**Set tasks:**
**1.** Update the Bedtime Stories review between "The film showed" and "through weird circumstances.", inclusive, and write that stretch out again with "positive visualization" replaced by "creative visualization".
**2.** Write what comes next in the review of Bedtime Stories, picking up after its final sentence.
++++ Excerpt ++++
I watched Walt Disney’s Bedtime Stories (starring: Adam Sandler, Keri Russel) with my kid last Sunday and both of us enjoyed the movie. Skeeter (Adam Sandler), a hotel handyman, was asked by his sister to babysit for his nephew and niece for a week. He has been a handyman for the hotel for 25 years and he yearned nothing more but be recognized for his efforts and be rewarded by the tycoon to be the manager of the hotel. During his stay with his sister’s kids, he told them bedtime stories closely related to his life. Skeeter would use fictional characters and storybook-kind of settings to give color to his stories. The children modified some parts of his stories and by some strange coincidence, the bedtime stories he told the kids would come true the next day. At the end of the film, Skeeter got what he wanted and lived the life that he was supposed to live.
The film showed the concept of positive visualization. Through stories, we could bring to life all the hidden desires of our heart. By believing the stories we made, we unconsciously make our own wishes come true. Skeeter has done that through creating bedtime stories for the kids. Although in real life, our positive visualization doesn’t really happen in a too uncanny way, there are some instances that what we wish for happens to us unexpectedly through weird circumstances.
++++ Dataset rows ++++
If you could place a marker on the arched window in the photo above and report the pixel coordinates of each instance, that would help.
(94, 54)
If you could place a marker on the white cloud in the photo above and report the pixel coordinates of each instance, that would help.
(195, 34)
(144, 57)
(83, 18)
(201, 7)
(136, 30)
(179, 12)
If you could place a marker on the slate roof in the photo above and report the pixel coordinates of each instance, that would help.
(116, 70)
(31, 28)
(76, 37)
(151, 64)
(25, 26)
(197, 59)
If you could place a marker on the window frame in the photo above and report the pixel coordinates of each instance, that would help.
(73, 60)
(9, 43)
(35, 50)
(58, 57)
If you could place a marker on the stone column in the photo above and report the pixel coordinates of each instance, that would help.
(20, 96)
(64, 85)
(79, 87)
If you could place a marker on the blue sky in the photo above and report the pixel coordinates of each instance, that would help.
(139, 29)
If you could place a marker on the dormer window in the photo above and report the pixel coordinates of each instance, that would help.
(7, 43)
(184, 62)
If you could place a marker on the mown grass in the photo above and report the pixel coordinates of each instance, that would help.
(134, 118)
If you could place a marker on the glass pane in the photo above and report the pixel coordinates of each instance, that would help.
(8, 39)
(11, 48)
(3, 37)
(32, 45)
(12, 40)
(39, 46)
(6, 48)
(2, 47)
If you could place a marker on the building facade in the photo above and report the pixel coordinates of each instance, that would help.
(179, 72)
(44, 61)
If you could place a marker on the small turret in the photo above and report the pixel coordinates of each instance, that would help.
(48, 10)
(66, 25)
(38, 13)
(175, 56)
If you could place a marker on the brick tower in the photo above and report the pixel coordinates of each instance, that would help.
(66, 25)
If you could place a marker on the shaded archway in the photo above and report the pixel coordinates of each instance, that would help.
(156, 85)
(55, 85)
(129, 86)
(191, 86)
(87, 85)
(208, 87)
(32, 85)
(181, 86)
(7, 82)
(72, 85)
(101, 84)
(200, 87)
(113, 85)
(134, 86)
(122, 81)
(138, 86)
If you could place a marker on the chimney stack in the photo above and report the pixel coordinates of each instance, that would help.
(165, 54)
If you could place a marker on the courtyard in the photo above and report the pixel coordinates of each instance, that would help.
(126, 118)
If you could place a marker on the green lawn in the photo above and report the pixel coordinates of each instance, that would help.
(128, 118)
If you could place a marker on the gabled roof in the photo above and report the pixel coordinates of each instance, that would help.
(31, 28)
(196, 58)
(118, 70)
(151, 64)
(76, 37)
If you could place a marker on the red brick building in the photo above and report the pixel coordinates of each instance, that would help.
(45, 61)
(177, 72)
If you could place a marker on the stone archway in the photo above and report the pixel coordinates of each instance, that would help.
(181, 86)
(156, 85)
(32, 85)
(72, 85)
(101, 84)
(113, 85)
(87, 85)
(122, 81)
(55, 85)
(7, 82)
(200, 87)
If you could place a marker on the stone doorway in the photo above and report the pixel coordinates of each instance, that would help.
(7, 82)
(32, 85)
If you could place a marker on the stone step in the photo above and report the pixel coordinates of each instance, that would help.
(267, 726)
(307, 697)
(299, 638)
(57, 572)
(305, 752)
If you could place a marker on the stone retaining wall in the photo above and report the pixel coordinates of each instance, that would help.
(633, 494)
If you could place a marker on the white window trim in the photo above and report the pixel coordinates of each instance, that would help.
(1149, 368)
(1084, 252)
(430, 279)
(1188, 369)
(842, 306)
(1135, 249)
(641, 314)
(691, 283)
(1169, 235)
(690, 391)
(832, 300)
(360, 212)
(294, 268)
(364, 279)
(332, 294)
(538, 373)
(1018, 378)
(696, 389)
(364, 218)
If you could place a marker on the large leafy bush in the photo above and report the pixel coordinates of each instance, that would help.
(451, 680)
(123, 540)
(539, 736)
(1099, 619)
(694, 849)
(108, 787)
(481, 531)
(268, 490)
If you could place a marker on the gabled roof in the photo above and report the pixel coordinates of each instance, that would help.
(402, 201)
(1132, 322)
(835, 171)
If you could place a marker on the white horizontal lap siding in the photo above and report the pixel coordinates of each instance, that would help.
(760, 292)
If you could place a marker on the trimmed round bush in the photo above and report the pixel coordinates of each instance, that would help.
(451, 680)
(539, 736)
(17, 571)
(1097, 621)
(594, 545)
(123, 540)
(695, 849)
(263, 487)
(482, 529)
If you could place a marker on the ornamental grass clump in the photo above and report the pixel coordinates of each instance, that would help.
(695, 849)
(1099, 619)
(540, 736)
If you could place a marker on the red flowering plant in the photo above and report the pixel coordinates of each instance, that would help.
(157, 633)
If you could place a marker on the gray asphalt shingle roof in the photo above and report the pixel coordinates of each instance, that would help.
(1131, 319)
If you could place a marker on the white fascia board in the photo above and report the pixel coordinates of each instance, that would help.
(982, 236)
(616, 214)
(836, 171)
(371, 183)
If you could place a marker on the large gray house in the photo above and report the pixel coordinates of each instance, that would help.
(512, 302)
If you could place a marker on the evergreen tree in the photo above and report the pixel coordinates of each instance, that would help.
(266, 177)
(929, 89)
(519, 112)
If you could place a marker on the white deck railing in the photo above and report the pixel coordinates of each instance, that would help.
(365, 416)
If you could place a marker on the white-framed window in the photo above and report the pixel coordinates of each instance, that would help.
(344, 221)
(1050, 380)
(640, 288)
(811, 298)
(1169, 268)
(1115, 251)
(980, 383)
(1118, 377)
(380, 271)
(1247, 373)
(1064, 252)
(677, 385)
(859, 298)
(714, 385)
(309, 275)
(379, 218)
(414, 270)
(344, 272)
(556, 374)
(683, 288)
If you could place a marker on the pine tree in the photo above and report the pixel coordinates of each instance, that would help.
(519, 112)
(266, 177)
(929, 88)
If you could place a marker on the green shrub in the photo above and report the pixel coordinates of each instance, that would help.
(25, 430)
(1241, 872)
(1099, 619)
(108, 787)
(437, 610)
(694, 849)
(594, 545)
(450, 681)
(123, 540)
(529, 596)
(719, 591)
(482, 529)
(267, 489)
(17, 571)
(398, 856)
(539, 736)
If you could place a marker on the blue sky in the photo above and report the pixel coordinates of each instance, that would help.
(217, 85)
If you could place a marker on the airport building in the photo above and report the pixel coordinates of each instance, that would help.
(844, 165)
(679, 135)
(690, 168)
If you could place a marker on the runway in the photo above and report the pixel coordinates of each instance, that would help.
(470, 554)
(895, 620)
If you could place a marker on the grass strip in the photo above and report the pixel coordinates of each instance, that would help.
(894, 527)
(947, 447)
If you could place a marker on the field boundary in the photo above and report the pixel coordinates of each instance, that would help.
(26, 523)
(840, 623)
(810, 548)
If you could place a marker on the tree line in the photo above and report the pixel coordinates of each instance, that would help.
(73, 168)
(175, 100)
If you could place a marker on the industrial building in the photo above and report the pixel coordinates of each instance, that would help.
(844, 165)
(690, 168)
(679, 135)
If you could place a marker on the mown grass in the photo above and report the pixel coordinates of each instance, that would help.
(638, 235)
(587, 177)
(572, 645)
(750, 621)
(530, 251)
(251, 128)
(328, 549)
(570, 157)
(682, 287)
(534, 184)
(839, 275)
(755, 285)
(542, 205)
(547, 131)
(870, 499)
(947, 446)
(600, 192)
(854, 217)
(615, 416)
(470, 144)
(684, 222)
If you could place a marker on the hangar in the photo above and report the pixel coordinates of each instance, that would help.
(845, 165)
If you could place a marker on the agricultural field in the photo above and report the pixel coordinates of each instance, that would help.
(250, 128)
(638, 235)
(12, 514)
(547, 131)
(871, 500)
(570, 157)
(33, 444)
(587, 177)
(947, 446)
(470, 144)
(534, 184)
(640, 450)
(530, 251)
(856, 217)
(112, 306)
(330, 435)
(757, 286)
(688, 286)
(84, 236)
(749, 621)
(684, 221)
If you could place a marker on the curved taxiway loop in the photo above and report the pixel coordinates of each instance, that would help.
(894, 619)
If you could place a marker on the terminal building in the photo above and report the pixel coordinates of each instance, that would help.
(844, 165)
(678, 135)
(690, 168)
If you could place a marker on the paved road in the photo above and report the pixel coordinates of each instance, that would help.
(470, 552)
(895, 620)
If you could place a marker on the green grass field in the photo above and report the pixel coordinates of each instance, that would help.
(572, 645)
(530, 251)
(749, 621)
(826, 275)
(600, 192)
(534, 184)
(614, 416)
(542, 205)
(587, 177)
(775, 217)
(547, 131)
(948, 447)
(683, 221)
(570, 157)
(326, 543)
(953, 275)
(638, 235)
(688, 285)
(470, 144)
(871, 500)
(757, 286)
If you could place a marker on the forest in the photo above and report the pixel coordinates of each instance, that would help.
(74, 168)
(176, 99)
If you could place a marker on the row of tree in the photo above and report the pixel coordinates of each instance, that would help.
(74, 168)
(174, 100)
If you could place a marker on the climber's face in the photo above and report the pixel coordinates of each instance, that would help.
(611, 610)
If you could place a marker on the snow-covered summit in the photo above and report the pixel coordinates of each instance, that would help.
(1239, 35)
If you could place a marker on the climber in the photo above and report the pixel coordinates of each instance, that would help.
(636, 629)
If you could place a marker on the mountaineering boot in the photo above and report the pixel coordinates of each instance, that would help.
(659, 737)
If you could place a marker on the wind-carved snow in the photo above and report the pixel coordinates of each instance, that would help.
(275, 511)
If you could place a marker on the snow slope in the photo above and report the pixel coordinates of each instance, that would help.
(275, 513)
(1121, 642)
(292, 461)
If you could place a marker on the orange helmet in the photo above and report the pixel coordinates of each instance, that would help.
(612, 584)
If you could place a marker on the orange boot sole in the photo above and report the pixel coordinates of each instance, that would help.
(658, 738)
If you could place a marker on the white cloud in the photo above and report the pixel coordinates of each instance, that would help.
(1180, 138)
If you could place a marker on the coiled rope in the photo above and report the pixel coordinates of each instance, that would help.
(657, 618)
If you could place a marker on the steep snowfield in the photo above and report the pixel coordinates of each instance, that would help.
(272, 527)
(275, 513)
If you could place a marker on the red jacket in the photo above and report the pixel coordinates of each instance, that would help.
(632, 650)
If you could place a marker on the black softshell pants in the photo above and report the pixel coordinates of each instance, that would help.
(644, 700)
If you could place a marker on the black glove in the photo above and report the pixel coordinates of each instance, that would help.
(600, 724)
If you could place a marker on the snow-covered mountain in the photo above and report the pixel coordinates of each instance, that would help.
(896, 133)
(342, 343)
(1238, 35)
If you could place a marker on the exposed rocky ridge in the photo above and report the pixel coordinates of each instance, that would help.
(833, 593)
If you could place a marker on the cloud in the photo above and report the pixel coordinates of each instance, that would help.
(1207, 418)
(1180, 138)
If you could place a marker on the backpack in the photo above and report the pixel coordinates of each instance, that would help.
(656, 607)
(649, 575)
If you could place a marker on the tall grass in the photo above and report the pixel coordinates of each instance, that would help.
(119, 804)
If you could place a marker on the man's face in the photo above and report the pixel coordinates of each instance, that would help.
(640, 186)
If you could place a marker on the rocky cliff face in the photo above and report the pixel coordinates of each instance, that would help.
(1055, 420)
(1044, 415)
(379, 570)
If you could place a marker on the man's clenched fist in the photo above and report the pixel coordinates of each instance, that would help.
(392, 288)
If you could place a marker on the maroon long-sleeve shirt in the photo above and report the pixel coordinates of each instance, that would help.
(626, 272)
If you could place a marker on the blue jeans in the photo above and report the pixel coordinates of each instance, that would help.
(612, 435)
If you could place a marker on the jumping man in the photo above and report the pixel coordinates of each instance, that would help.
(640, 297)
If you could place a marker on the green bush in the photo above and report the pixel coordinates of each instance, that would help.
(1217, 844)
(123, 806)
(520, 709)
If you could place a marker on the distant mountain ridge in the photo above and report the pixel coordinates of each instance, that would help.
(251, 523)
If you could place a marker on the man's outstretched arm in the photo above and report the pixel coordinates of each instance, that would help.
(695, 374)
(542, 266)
++++
**Answer set:**
**1.**
The film showed the concept of creative visualization. Through stories, we could bring to life all the hidden desires of our heart. By believing the stories we made, we unconsciously make our own wishes come true. Skeeter has done that through creating bedtime stories for the kids. Although in real life, our creative visualization doesn’t really happen in a too uncanny way, there are some instances that what we wish for happens to us unexpectedly through weird circumstances.

**2.**
I guess my parents didn’t tell me bedtime stories from their own experiences because they are way too accomplished to ever dream of anything else. Positive visualization wouldn’t work on my mom because she has always been a doer and not a dreamer. I have never seen any literary creativity from them so it was understandable.
Now I have my own son to worry about. One day, he will ask me to read him a bed time story. Being an English teacher, and being someone who supports reading literacy, I hope I will not fail him. I pray that I wouldn’t be too busy preparing my lessons for the next day or too tired to even tuck my son in bed and read him a goodnight story. If ever I have memory gap and that my parents would contest that they did really tell me a bedtime story when I was young, I would take this as a challenge to make the bedtime stories that I’m going to tell Ken be memorable so he would not forget them.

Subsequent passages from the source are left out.